**Selected excerpt**
10.32 Transforming Data in Rattle

20240811

The Transform tab in Rattle provides numerous options for transforming our datasets. Cleaning our data and creating new features from the data occupies much of our time as data miners. There is a myriad of approaches, and a programming language like R supports them all. Through the Rattle user interface we can perform some of the more common transformations. This includes normalising our data, filling in missing values, turning numeric variables into categoric variables, and vice versa, dealing with outliers, and removing variables or observations with missing values. More complex transformations are then available through R.

Transformations are not always appropriate and so we indicate where they might be applicable as well as providing warnings about the different approaches, particularly in the context of imputation, which can significantly alter the distribution of our datasets.

In tuning our dataset to suit our needs, we do often transform it in many different ways. Of course, once we have transformed our dataset, we will want to save the new version. After working on our dataset through the Transform tab we can save the data through the Console tab:

ds %>%
  dplyr::select(date, location, min_temp, max_temp, temp_9am, temp_3pm) %>%
  readr::write_csv('my_new_dataset.csv')

**Required actions**
a – According to the Rattle section, which tab is used to save the data after working on it through the Transform tab?
b – Transcribe everything from "In tuning our" down to "readr::write_csv('my_new_dataset.csv')" in the Rattle section.
c – Check each statement against the Rattle section. Answer yes or no, and quote the words that decide it.
(i) The Rattle user interface can fill in missing values.
(ii) More complex transformations are available through the Rattle user interface.
(iii) Imputation can significantly alter the distribution of datasets.
The rows after this point are separate from the Rattle section.

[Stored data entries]
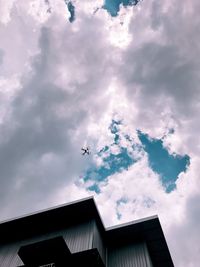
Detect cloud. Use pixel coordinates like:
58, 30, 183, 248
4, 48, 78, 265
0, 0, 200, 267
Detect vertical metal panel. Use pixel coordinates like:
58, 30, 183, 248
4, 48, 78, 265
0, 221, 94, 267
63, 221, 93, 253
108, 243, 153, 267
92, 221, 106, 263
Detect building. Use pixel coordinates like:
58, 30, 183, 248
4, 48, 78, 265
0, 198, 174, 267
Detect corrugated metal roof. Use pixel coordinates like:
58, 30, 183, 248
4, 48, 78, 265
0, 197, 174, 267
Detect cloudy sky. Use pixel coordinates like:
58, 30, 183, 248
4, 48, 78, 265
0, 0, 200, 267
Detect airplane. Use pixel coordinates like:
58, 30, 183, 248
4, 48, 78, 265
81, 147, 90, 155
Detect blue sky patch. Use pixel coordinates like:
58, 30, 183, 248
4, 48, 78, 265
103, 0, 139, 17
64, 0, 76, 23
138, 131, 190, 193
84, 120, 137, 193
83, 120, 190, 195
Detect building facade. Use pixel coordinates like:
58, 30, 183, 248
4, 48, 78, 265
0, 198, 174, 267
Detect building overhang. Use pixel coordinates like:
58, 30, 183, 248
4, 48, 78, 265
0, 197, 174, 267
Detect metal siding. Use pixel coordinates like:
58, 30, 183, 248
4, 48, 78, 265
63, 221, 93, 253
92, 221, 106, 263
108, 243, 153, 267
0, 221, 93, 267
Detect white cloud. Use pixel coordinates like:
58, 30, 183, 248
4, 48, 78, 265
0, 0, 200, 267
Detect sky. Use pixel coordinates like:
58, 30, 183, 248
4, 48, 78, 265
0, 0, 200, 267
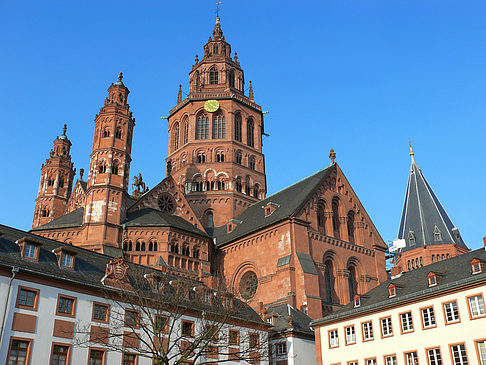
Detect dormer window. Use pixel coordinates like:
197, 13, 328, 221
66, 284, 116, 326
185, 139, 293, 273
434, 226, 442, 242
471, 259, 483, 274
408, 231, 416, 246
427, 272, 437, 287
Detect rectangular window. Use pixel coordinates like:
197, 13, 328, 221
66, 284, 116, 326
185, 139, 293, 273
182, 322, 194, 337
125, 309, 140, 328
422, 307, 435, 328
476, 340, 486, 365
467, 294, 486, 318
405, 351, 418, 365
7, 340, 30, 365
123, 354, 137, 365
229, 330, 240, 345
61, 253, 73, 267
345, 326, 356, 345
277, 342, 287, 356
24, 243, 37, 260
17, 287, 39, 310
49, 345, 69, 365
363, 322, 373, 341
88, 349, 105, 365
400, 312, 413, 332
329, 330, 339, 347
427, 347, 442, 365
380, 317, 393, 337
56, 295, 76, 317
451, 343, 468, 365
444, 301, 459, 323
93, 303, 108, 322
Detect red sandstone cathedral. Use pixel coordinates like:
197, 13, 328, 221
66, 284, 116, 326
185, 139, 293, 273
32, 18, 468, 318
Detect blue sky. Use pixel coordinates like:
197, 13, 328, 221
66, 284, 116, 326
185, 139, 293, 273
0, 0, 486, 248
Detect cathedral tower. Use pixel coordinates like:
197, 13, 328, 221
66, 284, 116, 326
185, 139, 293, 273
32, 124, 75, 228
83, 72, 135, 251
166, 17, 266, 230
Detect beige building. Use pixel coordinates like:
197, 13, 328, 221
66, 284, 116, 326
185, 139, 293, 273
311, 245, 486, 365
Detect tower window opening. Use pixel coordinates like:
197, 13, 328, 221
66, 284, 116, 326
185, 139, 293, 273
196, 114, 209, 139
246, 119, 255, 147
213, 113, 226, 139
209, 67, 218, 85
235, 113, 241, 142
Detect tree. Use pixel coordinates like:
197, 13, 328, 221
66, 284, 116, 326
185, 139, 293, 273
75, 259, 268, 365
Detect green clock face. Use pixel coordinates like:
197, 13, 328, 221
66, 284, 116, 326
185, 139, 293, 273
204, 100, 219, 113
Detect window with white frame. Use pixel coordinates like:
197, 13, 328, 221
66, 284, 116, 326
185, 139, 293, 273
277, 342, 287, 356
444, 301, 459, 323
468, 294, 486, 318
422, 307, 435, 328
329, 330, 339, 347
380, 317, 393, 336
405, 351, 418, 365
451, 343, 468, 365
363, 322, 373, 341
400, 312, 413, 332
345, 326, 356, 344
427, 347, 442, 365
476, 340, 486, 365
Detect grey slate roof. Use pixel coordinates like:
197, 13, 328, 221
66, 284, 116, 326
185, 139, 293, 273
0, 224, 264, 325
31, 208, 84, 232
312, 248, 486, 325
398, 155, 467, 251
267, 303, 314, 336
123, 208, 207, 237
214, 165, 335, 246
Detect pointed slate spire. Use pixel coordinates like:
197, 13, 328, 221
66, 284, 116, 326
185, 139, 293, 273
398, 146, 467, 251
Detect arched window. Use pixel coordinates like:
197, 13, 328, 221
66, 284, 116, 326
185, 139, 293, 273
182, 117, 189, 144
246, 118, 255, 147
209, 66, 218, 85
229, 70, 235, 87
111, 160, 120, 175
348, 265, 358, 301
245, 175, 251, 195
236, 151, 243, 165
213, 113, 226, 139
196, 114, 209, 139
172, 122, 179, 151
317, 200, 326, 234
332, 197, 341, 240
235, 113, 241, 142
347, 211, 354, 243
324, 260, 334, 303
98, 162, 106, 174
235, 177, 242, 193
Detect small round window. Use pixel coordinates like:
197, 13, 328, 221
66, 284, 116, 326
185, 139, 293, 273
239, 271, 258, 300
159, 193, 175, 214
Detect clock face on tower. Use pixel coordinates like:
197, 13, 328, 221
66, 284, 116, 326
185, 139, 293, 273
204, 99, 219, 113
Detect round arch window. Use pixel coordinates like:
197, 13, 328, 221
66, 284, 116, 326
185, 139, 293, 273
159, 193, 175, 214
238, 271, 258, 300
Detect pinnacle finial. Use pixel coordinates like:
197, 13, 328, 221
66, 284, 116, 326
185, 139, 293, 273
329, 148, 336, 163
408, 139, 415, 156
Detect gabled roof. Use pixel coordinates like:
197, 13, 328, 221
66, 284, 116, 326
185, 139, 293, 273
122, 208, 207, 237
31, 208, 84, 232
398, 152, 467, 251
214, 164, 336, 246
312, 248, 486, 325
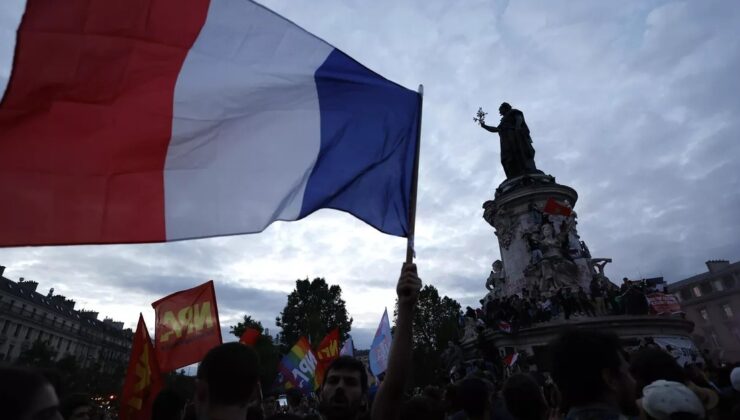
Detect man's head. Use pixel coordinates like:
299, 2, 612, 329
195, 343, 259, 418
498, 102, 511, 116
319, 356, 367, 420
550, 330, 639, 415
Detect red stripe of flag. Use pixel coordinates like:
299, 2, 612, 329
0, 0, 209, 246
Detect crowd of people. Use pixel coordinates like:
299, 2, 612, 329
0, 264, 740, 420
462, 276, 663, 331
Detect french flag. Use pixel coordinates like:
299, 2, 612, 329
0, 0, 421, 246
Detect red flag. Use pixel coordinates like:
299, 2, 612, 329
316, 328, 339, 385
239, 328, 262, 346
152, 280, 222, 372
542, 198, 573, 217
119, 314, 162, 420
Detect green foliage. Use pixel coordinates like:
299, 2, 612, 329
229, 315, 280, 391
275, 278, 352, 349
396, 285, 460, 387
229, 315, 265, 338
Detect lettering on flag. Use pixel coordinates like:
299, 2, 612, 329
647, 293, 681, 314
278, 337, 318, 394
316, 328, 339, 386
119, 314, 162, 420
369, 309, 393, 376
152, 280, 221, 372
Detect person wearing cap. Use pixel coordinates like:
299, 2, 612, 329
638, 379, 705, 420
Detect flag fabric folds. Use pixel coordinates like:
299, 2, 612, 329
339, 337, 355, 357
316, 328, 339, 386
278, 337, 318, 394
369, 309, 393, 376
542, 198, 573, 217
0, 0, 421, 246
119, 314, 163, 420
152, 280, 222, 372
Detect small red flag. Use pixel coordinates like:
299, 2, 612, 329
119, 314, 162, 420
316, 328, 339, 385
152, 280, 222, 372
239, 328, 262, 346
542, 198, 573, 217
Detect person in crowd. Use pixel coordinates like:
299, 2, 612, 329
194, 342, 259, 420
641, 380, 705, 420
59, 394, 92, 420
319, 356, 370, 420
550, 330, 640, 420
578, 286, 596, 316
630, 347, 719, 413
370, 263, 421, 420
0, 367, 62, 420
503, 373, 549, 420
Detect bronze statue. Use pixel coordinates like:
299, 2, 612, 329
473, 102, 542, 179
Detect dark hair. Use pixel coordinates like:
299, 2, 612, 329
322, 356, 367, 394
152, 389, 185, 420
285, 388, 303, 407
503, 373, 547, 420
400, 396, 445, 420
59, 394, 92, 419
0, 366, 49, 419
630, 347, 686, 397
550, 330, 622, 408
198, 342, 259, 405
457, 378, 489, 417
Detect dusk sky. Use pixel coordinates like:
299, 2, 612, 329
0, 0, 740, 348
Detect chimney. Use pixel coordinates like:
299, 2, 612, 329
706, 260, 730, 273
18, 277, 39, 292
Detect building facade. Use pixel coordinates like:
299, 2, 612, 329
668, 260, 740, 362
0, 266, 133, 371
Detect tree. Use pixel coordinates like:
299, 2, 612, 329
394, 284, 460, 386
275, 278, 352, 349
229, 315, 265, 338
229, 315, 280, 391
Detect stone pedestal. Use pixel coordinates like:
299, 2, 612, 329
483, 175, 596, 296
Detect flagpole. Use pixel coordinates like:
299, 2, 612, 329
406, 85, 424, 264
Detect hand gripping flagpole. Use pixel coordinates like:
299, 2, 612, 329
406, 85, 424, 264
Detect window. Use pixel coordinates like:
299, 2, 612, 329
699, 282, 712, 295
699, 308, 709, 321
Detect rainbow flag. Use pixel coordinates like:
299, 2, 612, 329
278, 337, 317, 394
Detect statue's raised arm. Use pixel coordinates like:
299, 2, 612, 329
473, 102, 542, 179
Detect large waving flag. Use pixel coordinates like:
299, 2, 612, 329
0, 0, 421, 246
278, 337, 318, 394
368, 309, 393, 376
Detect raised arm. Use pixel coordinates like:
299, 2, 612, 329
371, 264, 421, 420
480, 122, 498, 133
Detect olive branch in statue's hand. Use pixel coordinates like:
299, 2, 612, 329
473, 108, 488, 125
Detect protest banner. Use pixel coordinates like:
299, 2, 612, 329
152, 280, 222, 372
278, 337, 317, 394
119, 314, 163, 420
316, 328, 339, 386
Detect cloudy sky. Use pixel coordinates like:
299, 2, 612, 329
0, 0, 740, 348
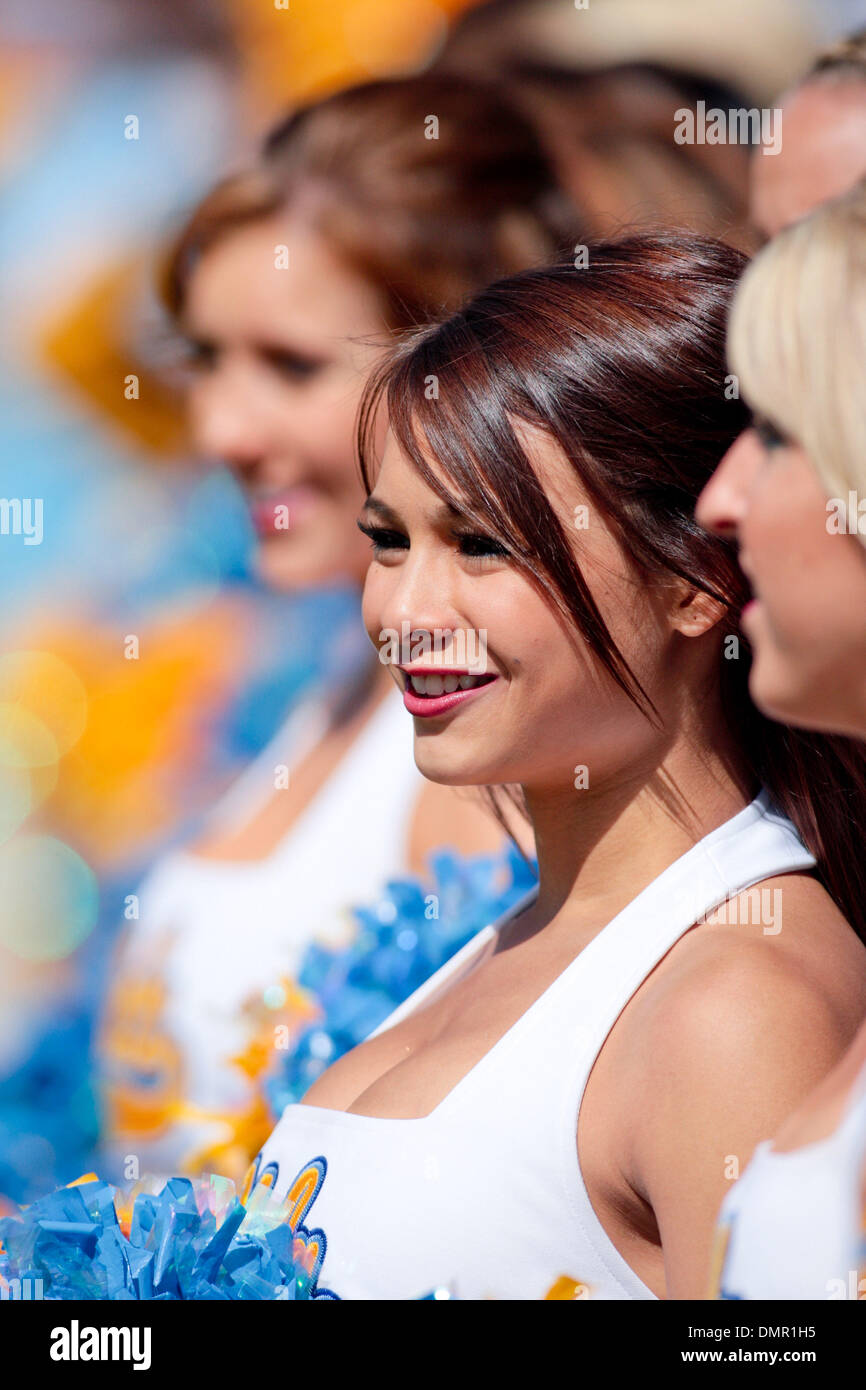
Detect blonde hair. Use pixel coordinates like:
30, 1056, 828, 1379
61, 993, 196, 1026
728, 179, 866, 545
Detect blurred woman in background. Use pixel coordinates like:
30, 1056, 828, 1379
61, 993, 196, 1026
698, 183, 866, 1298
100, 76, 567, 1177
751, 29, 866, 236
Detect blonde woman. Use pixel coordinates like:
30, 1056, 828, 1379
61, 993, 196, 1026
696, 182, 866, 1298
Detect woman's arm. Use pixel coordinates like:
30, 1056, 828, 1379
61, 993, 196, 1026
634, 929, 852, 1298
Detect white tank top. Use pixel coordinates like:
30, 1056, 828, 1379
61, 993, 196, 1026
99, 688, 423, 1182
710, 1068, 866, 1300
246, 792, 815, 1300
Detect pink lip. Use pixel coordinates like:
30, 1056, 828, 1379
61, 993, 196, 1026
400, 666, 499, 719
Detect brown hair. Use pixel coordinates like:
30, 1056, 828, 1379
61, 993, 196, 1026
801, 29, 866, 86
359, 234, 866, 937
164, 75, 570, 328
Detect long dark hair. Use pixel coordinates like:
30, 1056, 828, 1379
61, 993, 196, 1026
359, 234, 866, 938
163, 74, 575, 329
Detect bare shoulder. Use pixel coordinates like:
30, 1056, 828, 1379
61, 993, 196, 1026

**Results of the exercise**
a – The Console tab.

b –
In tuning our dataset to suit our needs, we do often transform it in many different ways. Of course, once we have transformed our dataset, we will want to save the new version. After working on our dataset through the Transform tab we can save the data through the Console tab:

ds %>%
  dplyr::select(date, location, min_temp, max_temp, temp_9am, temp_3pm) %>%
  readr::write_csv('my_new_dataset.csv')

c –
(i) Yes: "filling in missing values"
(ii) No: "More complex transformations are then available through R."
(iii) Yes: "imputation, which can significantly alter the distribution of our datasets"